Entries for pointing at named objects:
# # # # # # #

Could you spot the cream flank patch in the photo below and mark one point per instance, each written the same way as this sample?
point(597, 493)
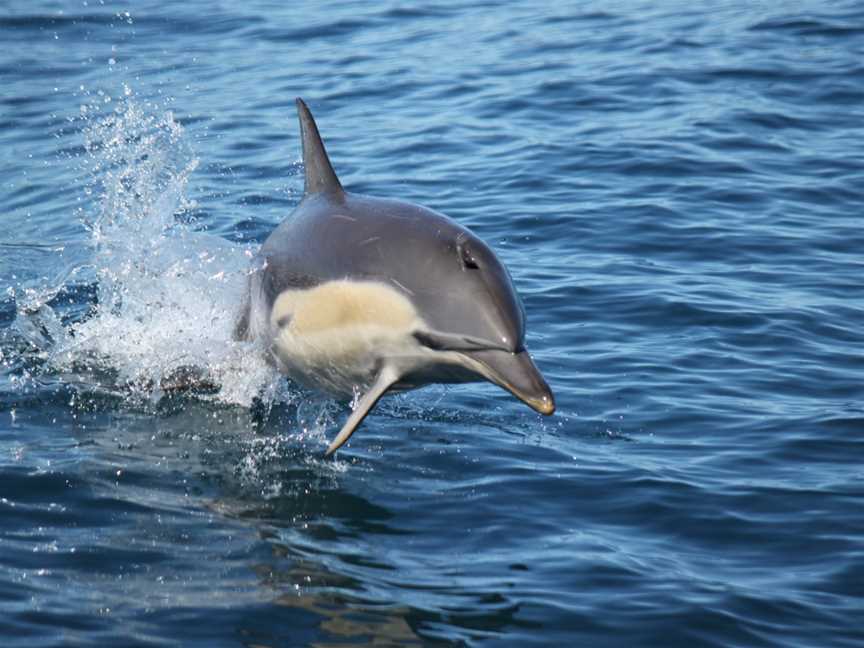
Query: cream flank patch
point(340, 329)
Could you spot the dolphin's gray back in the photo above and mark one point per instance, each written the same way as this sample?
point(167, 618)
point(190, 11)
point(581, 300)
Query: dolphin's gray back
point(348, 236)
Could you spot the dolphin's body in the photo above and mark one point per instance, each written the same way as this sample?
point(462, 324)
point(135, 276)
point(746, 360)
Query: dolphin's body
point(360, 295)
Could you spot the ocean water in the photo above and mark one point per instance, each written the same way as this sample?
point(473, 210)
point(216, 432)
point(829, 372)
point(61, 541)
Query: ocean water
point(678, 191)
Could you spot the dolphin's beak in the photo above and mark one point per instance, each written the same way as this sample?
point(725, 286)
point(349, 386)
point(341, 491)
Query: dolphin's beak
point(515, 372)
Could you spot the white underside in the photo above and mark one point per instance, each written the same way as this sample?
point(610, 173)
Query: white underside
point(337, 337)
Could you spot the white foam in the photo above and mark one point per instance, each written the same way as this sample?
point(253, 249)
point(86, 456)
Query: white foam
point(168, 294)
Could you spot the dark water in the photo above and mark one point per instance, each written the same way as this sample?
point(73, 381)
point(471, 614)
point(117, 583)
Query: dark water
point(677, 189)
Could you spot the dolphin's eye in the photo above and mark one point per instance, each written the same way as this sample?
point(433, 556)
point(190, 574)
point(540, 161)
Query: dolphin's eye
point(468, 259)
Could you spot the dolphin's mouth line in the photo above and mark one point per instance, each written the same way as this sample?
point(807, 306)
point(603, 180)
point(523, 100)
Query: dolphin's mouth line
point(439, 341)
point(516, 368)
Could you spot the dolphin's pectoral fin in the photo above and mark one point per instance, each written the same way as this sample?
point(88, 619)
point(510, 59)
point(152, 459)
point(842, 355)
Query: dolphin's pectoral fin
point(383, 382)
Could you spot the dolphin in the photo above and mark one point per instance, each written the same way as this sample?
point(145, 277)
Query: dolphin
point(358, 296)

# # # # # # #

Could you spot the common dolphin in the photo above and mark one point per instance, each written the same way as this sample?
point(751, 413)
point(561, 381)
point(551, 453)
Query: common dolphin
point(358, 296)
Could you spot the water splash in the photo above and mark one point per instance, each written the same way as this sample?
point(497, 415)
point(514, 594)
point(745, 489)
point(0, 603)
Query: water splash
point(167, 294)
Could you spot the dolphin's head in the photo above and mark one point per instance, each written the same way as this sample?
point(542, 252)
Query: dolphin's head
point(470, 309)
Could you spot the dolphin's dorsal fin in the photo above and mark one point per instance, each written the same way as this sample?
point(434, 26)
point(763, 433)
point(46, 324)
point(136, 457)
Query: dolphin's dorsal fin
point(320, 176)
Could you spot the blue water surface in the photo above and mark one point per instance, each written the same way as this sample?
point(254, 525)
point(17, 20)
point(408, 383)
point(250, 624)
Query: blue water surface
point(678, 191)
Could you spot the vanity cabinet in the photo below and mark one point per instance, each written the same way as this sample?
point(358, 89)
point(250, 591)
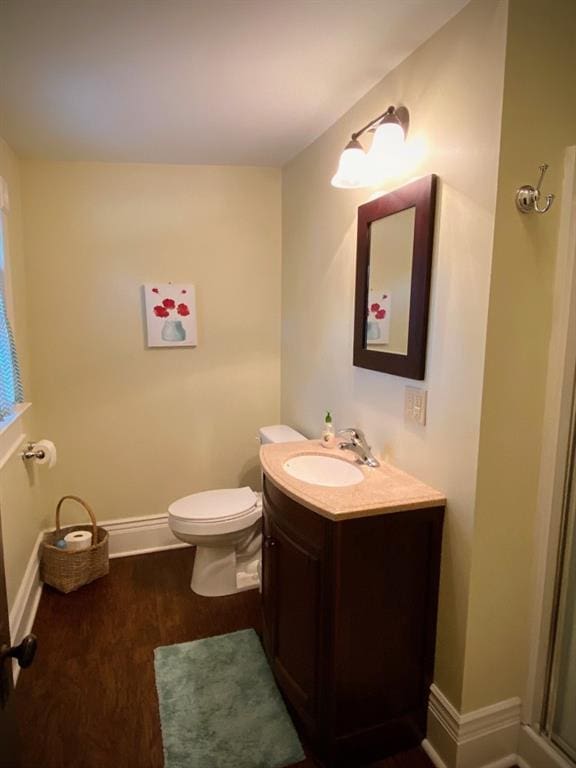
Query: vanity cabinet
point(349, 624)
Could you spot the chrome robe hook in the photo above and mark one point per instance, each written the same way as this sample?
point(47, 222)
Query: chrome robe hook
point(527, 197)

# # # # # # #

Repeat every line of the items, unchanged, from the line containing "Could you spot the dolphin's beak" down to the line containing "point(677, 189)", with both of those lines included.

Could you spot the dolphin's beak in the photo above and mark one point per instance, each written the same way as this sample?
point(725, 286)
point(349, 386)
point(341, 491)
Query: dolphin's beak
point(515, 372)
Could you spot the white underside in the photo above and mark one point per instance, each written the same way as this sample?
point(610, 173)
Query: white underside
point(337, 337)
Could you spot the white foam in the photo above and mark one point per instance, each written the same way as this sample?
point(253, 249)
point(86, 456)
Query: white foam
point(168, 294)
Could you spot the dark water in the photo above and mark one point per instance, each written the same way as this sample?
point(73, 381)
point(471, 614)
point(117, 583)
Query: dark water
point(677, 189)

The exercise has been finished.